------ Source

SIGHTINGS



Major Protests Planned
In DC Against Illuminati Agenda
By David Icke
www.davidicke.com
4-5-00
 
 
 
The much-publicised protests at the World Trade Organisation meeting in Seattle are to be followed by a similar demonstraton at a joint meeting of the World Bank and the International Monetary Fund (IMF) in Washington D.C. on April 16th.
 
The World Trade Organisation is an Illuminati creation to make it impossible for a nation state to control its own economy and to decide what it produces within its own borders and what it imports from outside.Countries now face enormous fines and sanctions if they stop "free trade" through their borders. Free trade in these terms means to give the transnational corporations and major industrial countries the right to dump their products anywhere they like and, in doing so, destroy the local businesses and economies of their targeted nations.

------------

* Written request 1:
Answer these questions about the article on the planned Washington protests, one line each:
(a) Which two bodies are holding the joint meeting in Washington D.C.?
(b) On what date is that meeting?
(c) According to the article, what do countries now face if they stop "free trade" through their borders?
* Written request 2:
Decide whether each statement agrees with the article on the planned Washington protests. Answer yes or no and quote the words that settle it.
(a) The Seattle protests took place at a meeting of the World Bank.
(b) The article names David Icke as its author.
(c) The article says free trade gives transnational corporations the right to dump their products anywhere they like.
* Written request 3:
Extend the article on the planned Washington protests, starting after its final sentence.

------ Provided material

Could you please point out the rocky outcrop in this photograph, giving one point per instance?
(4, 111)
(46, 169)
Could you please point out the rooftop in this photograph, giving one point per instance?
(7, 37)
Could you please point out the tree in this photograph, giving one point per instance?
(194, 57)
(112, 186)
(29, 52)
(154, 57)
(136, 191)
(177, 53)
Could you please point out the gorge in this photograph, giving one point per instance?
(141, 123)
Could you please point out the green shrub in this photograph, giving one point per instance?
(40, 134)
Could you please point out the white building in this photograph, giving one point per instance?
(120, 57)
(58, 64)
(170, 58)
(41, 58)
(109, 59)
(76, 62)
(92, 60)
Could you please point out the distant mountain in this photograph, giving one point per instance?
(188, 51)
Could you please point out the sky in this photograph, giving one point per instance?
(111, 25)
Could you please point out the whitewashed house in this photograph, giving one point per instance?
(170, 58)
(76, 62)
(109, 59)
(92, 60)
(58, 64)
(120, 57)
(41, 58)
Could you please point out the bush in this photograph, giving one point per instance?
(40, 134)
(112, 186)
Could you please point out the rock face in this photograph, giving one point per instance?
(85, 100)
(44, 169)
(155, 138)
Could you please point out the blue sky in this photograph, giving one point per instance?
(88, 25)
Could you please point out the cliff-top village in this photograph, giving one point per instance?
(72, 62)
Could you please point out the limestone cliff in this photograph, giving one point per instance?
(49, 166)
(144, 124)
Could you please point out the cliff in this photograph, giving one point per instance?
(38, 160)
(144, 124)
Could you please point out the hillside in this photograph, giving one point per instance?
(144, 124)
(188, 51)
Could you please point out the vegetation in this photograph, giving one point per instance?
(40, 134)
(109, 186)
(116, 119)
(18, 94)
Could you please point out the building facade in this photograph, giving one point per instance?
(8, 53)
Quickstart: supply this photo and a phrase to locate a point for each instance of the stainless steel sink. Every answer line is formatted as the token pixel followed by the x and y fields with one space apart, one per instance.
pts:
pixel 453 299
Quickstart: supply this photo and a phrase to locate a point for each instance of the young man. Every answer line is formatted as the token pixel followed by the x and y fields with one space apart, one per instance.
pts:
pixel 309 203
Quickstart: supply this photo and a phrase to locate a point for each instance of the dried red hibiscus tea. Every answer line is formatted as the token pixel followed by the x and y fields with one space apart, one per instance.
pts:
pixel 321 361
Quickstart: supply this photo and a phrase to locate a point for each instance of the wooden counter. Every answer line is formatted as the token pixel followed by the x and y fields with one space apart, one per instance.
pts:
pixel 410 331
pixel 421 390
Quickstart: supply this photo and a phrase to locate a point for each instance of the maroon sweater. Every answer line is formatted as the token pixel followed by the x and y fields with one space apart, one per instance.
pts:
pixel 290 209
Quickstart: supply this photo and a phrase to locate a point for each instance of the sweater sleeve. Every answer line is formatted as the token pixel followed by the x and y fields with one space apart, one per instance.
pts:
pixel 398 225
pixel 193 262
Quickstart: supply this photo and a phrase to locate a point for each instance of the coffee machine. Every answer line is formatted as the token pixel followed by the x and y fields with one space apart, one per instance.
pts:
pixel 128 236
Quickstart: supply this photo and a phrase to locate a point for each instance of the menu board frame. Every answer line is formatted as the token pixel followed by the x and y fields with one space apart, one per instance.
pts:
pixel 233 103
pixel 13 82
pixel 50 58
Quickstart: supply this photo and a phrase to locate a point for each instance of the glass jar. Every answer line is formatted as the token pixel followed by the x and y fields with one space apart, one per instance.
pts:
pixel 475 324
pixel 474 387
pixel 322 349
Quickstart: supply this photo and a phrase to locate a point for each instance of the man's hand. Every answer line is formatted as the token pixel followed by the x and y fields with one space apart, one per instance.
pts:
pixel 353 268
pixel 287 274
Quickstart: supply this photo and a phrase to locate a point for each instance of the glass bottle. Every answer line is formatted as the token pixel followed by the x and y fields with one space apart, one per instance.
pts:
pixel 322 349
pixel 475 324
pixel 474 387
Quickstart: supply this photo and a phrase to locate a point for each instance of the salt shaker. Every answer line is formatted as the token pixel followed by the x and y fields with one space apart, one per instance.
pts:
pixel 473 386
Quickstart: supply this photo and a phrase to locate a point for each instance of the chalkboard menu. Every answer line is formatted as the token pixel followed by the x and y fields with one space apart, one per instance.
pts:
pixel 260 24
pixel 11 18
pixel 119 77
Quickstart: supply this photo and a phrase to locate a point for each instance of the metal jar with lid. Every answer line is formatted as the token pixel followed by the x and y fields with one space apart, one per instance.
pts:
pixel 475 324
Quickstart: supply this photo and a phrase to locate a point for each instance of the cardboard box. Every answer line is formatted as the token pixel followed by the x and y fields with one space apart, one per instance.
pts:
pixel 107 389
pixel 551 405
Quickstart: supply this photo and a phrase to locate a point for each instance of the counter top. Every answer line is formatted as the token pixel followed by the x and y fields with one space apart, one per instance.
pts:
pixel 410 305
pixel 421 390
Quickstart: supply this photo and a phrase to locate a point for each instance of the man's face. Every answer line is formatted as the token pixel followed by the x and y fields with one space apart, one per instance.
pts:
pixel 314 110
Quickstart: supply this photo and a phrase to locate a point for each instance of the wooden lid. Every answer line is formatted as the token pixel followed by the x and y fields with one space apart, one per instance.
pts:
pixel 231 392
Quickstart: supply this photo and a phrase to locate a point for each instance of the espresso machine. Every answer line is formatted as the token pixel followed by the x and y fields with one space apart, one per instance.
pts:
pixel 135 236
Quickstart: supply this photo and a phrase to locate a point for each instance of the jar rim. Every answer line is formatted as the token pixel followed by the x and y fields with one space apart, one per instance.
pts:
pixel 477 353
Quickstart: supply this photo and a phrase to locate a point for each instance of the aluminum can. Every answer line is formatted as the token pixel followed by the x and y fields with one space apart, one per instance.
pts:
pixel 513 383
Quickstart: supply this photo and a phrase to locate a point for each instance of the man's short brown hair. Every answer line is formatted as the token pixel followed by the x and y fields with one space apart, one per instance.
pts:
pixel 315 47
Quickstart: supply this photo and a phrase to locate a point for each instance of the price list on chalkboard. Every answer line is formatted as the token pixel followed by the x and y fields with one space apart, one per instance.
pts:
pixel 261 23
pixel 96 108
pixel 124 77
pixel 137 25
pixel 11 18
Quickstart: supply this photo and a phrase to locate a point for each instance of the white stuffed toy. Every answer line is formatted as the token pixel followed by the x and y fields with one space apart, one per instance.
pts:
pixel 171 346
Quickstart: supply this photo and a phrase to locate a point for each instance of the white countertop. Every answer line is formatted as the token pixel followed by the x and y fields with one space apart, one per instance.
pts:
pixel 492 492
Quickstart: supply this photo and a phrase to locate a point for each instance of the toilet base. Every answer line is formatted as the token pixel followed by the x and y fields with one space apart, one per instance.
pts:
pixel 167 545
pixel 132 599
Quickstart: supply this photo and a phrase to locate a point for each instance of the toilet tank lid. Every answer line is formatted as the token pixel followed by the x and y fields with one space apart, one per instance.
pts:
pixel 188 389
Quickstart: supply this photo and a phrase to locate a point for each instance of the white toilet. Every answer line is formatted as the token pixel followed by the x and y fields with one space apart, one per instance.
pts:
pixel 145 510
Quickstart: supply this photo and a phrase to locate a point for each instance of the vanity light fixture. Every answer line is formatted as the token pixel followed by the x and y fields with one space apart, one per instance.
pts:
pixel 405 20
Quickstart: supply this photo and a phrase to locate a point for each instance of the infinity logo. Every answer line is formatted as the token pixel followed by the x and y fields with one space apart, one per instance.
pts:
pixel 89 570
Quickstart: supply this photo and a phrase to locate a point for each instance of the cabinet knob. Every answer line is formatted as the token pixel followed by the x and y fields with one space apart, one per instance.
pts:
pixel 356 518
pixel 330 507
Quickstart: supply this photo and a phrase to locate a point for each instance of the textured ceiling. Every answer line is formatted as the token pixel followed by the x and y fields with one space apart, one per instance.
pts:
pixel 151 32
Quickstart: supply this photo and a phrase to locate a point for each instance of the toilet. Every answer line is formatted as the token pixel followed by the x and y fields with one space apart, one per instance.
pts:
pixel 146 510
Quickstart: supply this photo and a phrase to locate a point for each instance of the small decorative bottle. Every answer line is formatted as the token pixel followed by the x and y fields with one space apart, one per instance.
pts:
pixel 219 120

------------

* Written answer 1:
(a) The World Bank and the International Monetary Fund (IMF).
(b) April 16th.
(c) Enormous fines and sanctions.

* Written answer 2:
(a) No: "The much-publicised protests at the World Trade Organisation meeting in Seattle"
(b) Yes: "By David Icke"
(c) Yes: "Free trade in these terms means to give the transnational corporations and major industrial countries the right to dump their products anywhere they like"

* Written answer 3:
This has been particularly devastating in so-called Third World countries, but the industrial nations of the north are also being seriously affected by this in the destruction of local businesses, industries, and job opportunities. That's the idea. To make all countries and their people dependent on, and subservient to, the global system which the Illuminati not only controls, but actually created. The first two heads of the World Trade Organisation (WTO) have been members of the Bilderberg Group and the first, Peter D. Sutherland, of Ireland, now head of British Petroleum (BP), is a major Illuminati operator.
 
The World Bank and the IMF are two masks on the same Illuminati face which interconnect with the World Trade Organisation to form a global network of trade, business, and financial control which is allowing the economies of nations to be manipulated and dictated by a few people at the peak of the global pyramid. The three organisations - and many others - are inseparable. They are the same people under different disguises.
 
You may recall the public protests at the last World Trade Organisation meeting in Seattle when protesters were arrested and beaten for their peaceful challenge to this global agenda, and how agent-provocateurs were used by the authorities to smash windows and justify the police and military response.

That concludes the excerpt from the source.